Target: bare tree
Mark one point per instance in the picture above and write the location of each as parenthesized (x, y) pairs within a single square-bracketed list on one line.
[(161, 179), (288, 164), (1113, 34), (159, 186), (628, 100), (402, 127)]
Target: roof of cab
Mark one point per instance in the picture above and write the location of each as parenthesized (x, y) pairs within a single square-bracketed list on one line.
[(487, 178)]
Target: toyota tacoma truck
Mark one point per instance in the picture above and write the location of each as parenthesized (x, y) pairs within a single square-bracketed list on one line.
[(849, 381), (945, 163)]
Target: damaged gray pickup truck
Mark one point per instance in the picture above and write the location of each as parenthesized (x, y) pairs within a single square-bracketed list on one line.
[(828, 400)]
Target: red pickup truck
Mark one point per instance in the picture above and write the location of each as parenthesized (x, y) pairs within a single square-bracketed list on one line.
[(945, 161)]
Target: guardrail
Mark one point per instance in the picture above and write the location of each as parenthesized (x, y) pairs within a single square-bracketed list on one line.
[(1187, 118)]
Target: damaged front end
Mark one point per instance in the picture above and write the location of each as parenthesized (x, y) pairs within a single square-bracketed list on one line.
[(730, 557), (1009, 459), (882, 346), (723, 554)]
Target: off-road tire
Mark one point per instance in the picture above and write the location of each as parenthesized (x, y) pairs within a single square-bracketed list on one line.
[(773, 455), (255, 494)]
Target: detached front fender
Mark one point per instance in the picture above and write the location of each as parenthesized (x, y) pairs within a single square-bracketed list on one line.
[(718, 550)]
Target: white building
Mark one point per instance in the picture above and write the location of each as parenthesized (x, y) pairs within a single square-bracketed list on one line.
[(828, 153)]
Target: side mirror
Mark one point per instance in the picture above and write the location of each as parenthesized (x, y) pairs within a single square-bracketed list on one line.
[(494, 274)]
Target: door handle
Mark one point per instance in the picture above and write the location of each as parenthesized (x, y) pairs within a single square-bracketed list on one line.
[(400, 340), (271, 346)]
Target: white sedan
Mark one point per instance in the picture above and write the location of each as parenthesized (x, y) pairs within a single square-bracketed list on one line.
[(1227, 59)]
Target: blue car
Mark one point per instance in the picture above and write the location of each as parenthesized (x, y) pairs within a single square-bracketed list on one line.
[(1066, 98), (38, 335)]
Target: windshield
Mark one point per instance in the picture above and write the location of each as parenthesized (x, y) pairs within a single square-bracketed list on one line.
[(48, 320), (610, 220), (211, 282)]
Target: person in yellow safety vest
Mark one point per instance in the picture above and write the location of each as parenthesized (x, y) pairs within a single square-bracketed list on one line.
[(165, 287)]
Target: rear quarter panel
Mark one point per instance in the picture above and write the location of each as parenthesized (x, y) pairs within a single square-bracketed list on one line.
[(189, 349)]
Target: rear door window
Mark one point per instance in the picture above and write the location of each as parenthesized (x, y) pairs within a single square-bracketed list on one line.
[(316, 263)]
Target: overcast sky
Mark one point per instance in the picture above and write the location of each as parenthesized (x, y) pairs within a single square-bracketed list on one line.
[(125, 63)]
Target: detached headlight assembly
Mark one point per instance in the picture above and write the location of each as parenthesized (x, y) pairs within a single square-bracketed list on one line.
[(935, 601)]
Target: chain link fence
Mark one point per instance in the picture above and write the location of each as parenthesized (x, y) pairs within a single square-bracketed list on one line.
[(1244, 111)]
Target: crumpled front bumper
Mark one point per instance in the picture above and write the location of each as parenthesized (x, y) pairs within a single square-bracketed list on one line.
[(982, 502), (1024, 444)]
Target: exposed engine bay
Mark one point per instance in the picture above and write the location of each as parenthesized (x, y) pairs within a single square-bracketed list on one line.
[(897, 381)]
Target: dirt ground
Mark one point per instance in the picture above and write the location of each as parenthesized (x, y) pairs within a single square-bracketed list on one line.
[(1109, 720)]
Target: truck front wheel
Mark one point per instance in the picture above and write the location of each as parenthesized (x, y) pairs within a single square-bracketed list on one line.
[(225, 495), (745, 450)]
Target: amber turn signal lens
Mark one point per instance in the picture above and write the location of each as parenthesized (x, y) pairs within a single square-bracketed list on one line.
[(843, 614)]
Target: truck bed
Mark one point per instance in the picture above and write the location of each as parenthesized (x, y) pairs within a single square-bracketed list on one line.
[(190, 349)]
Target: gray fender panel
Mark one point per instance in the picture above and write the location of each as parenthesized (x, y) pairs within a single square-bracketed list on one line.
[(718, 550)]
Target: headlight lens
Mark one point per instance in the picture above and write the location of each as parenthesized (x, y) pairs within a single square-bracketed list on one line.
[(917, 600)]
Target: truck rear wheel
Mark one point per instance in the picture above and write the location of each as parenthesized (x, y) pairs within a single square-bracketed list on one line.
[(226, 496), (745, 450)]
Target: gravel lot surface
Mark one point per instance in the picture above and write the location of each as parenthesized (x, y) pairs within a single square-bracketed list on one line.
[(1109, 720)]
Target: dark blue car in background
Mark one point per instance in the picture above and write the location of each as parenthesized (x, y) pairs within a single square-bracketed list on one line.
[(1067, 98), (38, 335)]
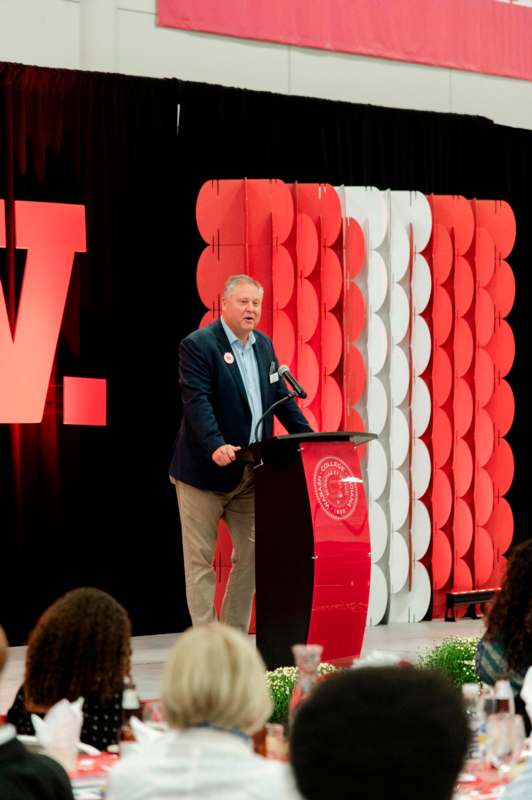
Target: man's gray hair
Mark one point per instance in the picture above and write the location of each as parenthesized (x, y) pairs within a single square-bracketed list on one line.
[(233, 281)]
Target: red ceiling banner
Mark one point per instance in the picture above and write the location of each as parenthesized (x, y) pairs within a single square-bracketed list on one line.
[(488, 36)]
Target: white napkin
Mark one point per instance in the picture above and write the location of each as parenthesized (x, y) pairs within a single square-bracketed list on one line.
[(526, 692), (143, 732), (377, 658), (59, 731)]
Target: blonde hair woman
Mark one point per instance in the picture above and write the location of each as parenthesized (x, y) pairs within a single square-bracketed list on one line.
[(215, 697)]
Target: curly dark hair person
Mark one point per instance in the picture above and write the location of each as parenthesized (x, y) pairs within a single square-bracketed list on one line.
[(510, 618), (80, 646)]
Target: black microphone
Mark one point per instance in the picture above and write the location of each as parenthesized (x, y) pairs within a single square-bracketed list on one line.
[(294, 383)]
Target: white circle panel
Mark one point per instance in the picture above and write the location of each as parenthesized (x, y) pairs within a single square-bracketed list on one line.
[(378, 531), (421, 283), (399, 499), (421, 407), (377, 469), (421, 529), (421, 468), (399, 438), (399, 375), (398, 562), (421, 345), (377, 280), (378, 596), (399, 251), (377, 405), (399, 313), (377, 344)]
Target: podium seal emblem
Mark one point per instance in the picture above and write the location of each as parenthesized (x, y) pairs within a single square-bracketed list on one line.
[(336, 487)]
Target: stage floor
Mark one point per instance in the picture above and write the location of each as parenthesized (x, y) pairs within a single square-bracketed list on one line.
[(150, 652)]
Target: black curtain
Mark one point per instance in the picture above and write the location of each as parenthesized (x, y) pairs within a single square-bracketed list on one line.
[(94, 505)]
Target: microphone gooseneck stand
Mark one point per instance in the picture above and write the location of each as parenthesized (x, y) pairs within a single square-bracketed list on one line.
[(270, 409)]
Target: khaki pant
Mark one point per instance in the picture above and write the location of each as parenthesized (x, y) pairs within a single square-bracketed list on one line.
[(200, 511)]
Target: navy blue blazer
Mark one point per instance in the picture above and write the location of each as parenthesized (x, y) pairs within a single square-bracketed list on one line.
[(216, 410)]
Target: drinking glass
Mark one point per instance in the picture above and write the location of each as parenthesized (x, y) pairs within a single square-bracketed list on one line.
[(505, 736)]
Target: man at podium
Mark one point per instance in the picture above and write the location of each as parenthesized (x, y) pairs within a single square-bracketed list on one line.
[(228, 373)]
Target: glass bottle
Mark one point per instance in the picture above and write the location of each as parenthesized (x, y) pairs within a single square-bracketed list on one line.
[(307, 659), (130, 708), (504, 697), (471, 696)]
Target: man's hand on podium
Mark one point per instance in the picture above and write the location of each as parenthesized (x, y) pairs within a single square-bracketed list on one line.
[(225, 454)]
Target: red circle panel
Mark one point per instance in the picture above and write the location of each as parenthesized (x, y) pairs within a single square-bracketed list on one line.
[(442, 254), (501, 467), (331, 344), (462, 406), (484, 376), (484, 257), (354, 422), (331, 278), (442, 437), (442, 498), (308, 371), (499, 571), (354, 312), (307, 310), (442, 559), (355, 376), (442, 315), (499, 220), (501, 525), (331, 404), (282, 277), (282, 206), (330, 215), (220, 212), (463, 527), (442, 376), (462, 467), (455, 213), (284, 339), (464, 285), (501, 407), (484, 437), (484, 317), (355, 252), (311, 418), (483, 496), (306, 245), (208, 318), (483, 557), (462, 577), (463, 347), (502, 288), (213, 270), (502, 348)]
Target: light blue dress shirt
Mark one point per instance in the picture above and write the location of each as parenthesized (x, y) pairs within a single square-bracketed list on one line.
[(249, 370)]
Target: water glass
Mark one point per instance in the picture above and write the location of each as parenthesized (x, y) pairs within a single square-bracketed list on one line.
[(505, 736)]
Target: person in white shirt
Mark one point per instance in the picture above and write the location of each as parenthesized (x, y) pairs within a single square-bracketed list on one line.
[(25, 775), (215, 697)]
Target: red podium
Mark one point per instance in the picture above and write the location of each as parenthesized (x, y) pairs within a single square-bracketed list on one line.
[(313, 557)]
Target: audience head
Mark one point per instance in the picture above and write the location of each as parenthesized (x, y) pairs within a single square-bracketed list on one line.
[(3, 649), (80, 646), (510, 618), (215, 676), (380, 732)]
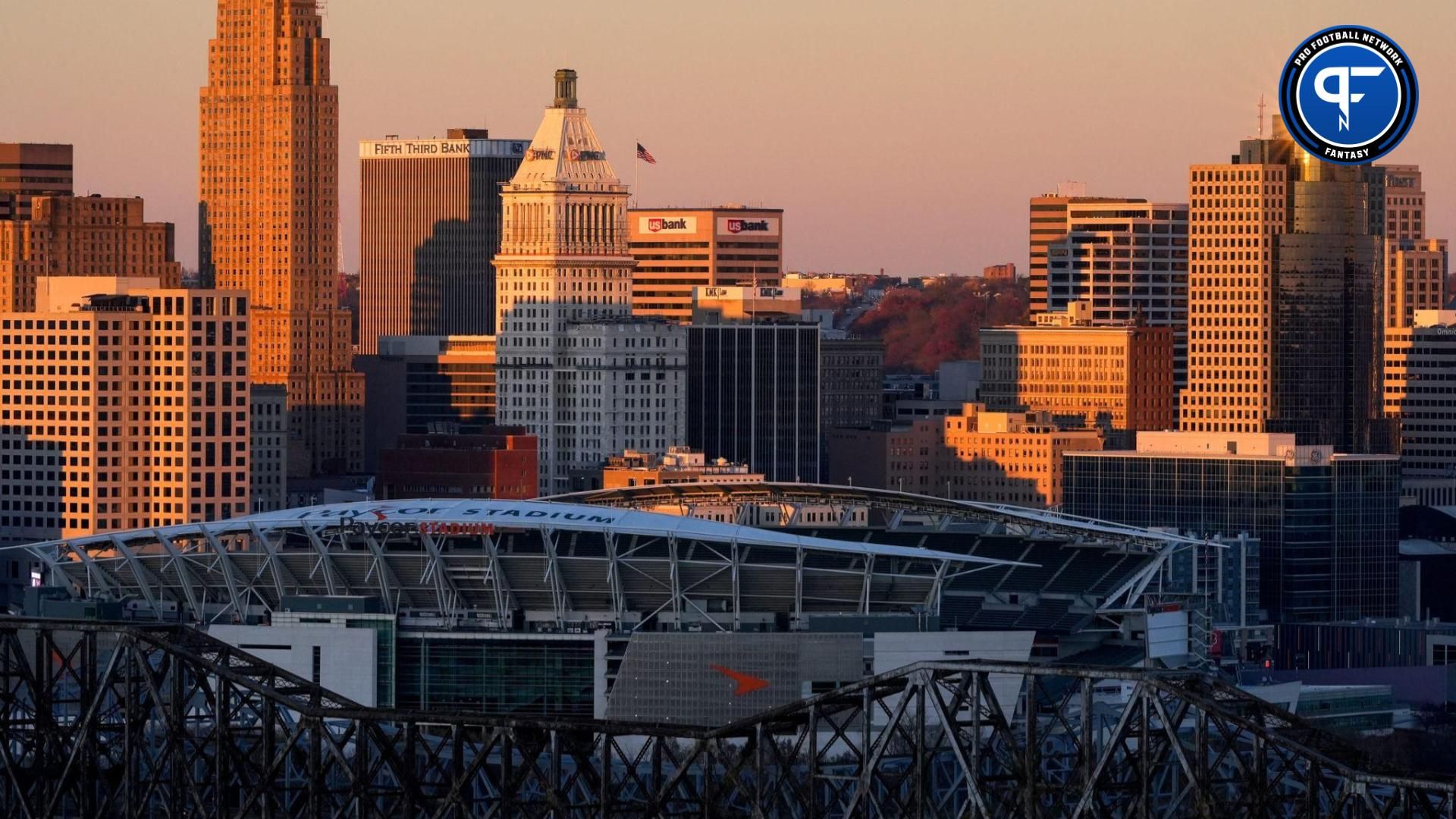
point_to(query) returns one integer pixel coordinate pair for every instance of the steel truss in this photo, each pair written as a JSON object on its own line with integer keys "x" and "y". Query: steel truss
{"x": 114, "y": 720}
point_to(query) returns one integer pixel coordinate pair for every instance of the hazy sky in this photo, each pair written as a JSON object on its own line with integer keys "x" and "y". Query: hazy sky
{"x": 902, "y": 136}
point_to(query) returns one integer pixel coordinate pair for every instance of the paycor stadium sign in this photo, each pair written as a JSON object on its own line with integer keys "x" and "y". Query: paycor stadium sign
{"x": 444, "y": 521}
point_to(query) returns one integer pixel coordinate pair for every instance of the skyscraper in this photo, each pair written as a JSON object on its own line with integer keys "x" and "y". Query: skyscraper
{"x": 33, "y": 169}
{"x": 573, "y": 366}
{"x": 1285, "y": 297}
{"x": 677, "y": 249}
{"x": 430, "y": 224}
{"x": 67, "y": 237}
{"x": 1128, "y": 261}
{"x": 268, "y": 218}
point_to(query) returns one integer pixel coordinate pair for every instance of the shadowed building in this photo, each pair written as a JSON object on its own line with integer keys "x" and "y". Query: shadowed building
{"x": 268, "y": 218}
{"x": 430, "y": 224}
{"x": 33, "y": 169}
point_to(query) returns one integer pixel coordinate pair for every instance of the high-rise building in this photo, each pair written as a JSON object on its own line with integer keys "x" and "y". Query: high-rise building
{"x": 82, "y": 237}
{"x": 33, "y": 169}
{"x": 1327, "y": 523}
{"x": 430, "y": 226}
{"x": 268, "y": 447}
{"x": 753, "y": 397}
{"x": 497, "y": 463}
{"x": 126, "y": 406}
{"x": 268, "y": 218}
{"x": 677, "y": 249}
{"x": 1414, "y": 279}
{"x": 970, "y": 455}
{"x": 417, "y": 384}
{"x": 1119, "y": 379}
{"x": 1420, "y": 394}
{"x": 1128, "y": 261}
{"x": 573, "y": 366}
{"x": 1052, "y": 221}
{"x": 852, "y": 381}
{"x": 1285, "y": 297}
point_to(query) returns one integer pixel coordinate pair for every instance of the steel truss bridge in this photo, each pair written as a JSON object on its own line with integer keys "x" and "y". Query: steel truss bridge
{"x": 118, "y": 720}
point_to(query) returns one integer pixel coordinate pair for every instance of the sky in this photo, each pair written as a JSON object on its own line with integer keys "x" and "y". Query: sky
{"x": 897, "y": 136}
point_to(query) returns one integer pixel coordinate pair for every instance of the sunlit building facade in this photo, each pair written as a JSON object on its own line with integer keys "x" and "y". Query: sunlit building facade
{"x": 268, "y": 218}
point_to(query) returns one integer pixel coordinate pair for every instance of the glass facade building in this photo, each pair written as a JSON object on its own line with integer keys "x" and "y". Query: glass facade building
{"x": 1329, "y": 526}
{"x": 753, "y": 397}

______

STATED PROBLEM:
Can you quote the material verbatim from its first line through the line containing "[(849, 381), (945, 163)]", with both of those lines included?

ANSWER FOR THIS EXERCISE:
Target: bare tree
Mark one point per instance in the picture above and write the location of each as parenthesized (x, y) pairs within a single square-bracketed list on one line.
[(161, 179), (288, 164), (1113, 34), (159, 186), (628, 100), (402, 127)]
Target: roof of cab
Mark one point per instance in the picture above and write the location of each as parenthesized (x, y) pairs within a single square-bracketed list on one line.
[(487, 178)]
Target: toyota tacoma truck
Mark one point per instance in the picture above and write the location of each as parenthesized (x, y) pairs within a single square-bracketed list on one line.
[(849, 381), (945, 163)]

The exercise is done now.